>>>

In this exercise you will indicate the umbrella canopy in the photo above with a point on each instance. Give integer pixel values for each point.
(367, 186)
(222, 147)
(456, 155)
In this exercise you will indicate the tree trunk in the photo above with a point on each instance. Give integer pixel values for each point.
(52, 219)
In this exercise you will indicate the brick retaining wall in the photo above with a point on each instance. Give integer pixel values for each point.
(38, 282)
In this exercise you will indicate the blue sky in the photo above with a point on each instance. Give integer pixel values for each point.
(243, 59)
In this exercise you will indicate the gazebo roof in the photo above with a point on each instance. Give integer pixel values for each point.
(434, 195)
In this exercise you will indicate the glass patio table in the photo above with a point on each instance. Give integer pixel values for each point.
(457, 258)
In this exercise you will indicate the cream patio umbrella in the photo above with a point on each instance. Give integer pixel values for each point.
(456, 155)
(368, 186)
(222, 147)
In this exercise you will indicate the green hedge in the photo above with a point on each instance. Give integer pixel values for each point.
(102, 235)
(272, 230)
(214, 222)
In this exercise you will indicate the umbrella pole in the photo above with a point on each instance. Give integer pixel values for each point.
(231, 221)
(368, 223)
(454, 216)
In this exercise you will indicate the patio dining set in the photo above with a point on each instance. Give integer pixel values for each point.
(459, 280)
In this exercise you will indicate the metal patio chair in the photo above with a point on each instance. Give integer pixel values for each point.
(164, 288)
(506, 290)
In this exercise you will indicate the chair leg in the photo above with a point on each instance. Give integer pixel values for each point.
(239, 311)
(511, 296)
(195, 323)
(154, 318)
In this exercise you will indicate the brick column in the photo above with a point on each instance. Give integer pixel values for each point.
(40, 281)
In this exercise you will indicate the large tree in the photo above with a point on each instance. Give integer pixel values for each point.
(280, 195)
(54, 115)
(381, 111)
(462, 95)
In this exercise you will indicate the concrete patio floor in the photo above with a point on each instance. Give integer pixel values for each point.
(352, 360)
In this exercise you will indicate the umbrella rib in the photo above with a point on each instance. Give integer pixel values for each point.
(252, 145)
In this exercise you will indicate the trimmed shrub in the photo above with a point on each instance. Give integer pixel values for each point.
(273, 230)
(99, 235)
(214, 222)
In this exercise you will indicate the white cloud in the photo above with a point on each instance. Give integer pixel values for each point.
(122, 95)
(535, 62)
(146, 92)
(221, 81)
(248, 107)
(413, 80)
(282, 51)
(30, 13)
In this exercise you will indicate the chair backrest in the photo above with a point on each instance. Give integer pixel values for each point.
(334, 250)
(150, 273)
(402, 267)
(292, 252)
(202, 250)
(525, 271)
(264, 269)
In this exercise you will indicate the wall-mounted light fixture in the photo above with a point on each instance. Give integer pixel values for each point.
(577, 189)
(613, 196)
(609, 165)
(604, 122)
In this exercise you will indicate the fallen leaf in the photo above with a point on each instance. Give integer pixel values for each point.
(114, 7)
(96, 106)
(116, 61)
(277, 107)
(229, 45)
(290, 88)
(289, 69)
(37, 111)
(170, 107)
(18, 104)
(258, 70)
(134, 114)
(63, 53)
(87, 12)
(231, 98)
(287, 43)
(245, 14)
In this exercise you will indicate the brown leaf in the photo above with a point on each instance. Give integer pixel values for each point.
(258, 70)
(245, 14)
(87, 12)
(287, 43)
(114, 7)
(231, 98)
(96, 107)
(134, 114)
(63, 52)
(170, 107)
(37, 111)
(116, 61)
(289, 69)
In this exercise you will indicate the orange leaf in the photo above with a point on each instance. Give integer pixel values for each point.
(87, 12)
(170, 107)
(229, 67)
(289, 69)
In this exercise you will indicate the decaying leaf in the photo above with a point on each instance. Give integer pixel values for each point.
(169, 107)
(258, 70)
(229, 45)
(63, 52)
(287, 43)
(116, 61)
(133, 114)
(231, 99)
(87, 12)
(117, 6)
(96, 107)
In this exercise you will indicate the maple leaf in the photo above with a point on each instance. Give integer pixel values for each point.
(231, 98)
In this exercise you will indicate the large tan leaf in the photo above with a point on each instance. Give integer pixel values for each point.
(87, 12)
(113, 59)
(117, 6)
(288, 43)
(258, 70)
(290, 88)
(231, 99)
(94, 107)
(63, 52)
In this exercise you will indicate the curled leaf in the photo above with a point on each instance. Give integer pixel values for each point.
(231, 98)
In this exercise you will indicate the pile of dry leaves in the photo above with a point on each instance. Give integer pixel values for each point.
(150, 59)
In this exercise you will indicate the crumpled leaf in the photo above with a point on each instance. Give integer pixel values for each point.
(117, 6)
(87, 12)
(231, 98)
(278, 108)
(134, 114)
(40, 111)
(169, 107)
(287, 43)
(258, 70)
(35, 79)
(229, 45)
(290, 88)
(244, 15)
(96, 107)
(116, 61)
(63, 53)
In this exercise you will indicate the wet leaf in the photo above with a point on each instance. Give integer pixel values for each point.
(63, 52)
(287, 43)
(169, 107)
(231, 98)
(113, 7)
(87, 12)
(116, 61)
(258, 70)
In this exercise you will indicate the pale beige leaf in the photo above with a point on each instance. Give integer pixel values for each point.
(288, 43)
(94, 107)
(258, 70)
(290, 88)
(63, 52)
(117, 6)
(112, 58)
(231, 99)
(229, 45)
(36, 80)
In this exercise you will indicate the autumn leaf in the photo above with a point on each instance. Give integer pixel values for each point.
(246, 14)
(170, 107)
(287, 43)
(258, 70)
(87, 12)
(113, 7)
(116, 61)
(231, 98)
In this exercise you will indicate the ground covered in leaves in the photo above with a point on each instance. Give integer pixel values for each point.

<<<

### PROBLEM DESCRIPTION
Rewrite every one of the records above, replacing each occurrence of "integer pixel values" with "whole-number pixel coordinates" and leaving everything else unchanged.

### OUTPUT
In this exercise you will indicate the umbrella canopy in the photo above with a point on each instance. Give whole-number pixel coordinates for each point.
(367, 186)
(222, 147)
(456, 155)
In this exercise you will indicate the tree trunk in the photo above with a point on each instance. Give whole-number pixel coordinates for each point.
(52, 219)
In this exercise you will indicate the brick retaining wall in the photo above with a point on each instance. Give whole-number pixel coordinates for each point.
(38, 282)
In this exercise you will indicate the blue sky in the photo above with a point on each instance. Give whole-number pixel coordinates for each point.
(243, 59)
In this exercise you will indicate the gazebo roof in the photo above with a point on each instance. Give whole-number pixel coordinates for each point.
(434, 195)
In this exercise you will indicate the glass patio table in the photo above with a point on each instance. Give whole-number pixel coordinates for each point.
(457, 258)
In this exercise you will indicate the cream patio umbrella in the photo above with a point on each instance. Give whole-number pixel coordinates for each point.
(456, 155)
(368, 186)
(222, 147)
In this exercise you will indicate the green hedge in the photo above with a point on each instance. Give whole-number pixel coordinates for each point.
(102, 235)
(272, 230)
(214, 222)
In this exercise you will indicate the umbrella pole in the photo above with a point on each instance. Give whole-number pixel coordinates for each point.
(231, 221)
(368, 223)
(454, 216)
In this exercise you will indicate the patio dining set in the photo above with a point on each instance. Give whole-number pixel coordinates for each point.
(459, 280)
In this exercise you will indicate the metal patio chair in the photo above with a point on each instance. Give whole-number pixel coordinates for each point.
(164, 288)
(506, 290)
In this exercise you will indicate the chair leg in the photo above with a point on each instance. Give whole-number pixel coordinates for each point.
(239, 311)
(511, 296)
(195, 323)
(154, 318)
In this exercise you will indicate the brick column in the photo above with a point on each instance. Give whole-number pixel coordinates for each point.
(40, 281)
In this exercise you will indicate the large tree in the photo above with a point on each instance. Give whole-number pixel coordinates for each point.
(280, 195)
(54, 115)
(381, 111)
(462, 95)
In this exercise you will indicate the concrete patio floor in the photo above with a point on each instance. Give whole-number pixel coordinates for each point.
(352, 360)
In this exercise you will indicate the umbrella rib in the photo above with a point on each instance. Give whole-number pixel coordinates for each point.
(252, 145)
In this exercise you will indicate the trimmed shrub in the photo above with a point on each instance. Give whole-number pixel coordinates for each point.
(273, 230)
(99, 235)
(214, 222)
In this exercise you will indicate the white cloud in the photo above with a point on each instance. Give whole-number pixel coordinates for each point.
(122, 95)
(535, 62)
(146, 92)
(221, 81)
(248, 107)
(413, 80)
(282, 51)
(30, 13)
In this exercise you will indicate the chair backrest in the photo above with a point on each instance. Give whole-number pixel coordinates for each point.
(334, 250)
(150, 273)
(402, 267)
(292, 252)
(202, 250)
(525, 271)
(264, 269)
In this exercise you will indicate the wall-mounted light fixture in the photo above with a point on each instance. Give whole-number pixel coordinates for each point.
(577, 189)
(613, 196)
(609, 165)
(604, 122)
In this exercise you will indicate the fallen leaf in the photo above with a point on each instance. Give whole-number pixel coordinates for each point.
(114, 7)
(96, 106)
(116, 61)
(277, 107)
(229, 45)
(290, 88)
(289, 69)
(37, 111)
(170, 107)
(18, 104)
(258, 70)
(134, 114)
(63, 53)
(87, 12)
(231, 98)
(287, 43)
(245, 14)
In this exercise you will indicate the brown leaf in the photo above with a point on each instance. Give whole-number pixel coordinates for each point.
(258, 70)
(245, 14)
(87, 12)
(287, 43)
(114, 7)
(231, 98)
(96, 107)
(134, 114)
(63, 52)
(170, 107)
(37, 111)
(116, 61)
(289, 69)
In this exercise you will indicate the orange leaf in the photo above with a point on each instance. Give whole-number pixel coordinates for each point.
(87, 12)
(170, 107)
(229, 67)
(289, 69)
In this exercise you will indicate the decaying leaf in the photo above with a point on each instance. Give whole-number pixel coordinates for each point.
(169, 107)
(258, 70)
(229, 45)
(63, 52)
(287, 43)
(116, 61)
(133, 114)
(231, 99)
(87, 12)
(117, 6)
(96, 107)
In this exercise you will indicate the maple leaf in the photo above with a point on each instance. Give whole-number pixel coordinates for each point.
(231, 98)
In this exercise you will indicate the large tan leaf in the photo above with a point on each instance. Give whole-number pixel coordinates for each point.
(87, 12)
(113, 59)
(117, 6)
(288, 43)
(258, 70)
(290, 88)
(231, 99)
(94, 107)
(63, 52)
In this exercise you will indicate the curled leaf in the photo above with a point on each instance. Give whole-number pixel coordinates for each point.
(231, 98)
In this exercise you will indicate the pile of dry leaves in the photo above with a point on each instance. Give whole-number pixel coordinates for each point.
(150, 59)
In this exercise you will indicate the crumpled leaf in the photo above with a point on each instance. Give whole-number pixel coordinates for each point.
(117, 6)
(87, 12)
(231, 98)
(278, 108)
(134, 114)
(40, 111)
(169, 107)
(287, 43)
(258, 70)
(35, 79)
(229, 45)
(290, 88)
(244, 15)
(96, 107)
(116, 61)
(63, 53)
In this exercise you will indicate the wet leaf in the photo above with a point on each instance. Give whole-number pixel coordinates for each point.
(63, 52)
(287, 43)
(169, 107)
(231, 98)
(113, 7)
(87, 12)
(116, 61)
(258, 70)
In this exercise you will indicate the pale beige leaf in the photo above with a point on each instance. Give whole-number pixel coordinates for each point.
(288, 43)
(94, 107)
(258, 70)
(290, 88)
(63, 52)
(117, 6)
(112, 58)
(231, 99)
(229, 45)
(36, 80)
In this exercise you will indicate the autumn leaf in the photo above with a point on each instance. Give whole-number pixel coordinates for each point.
(246, 14)
(170, 107)
(287, 43)
(258, 70)
(87, 12)
(113, 7)
(116, 61)
(231, 98)
In this exercise you will indicate the ground covered in leaves in the photo above with a point on each instance. Give whole-number pixel coordinates for each point.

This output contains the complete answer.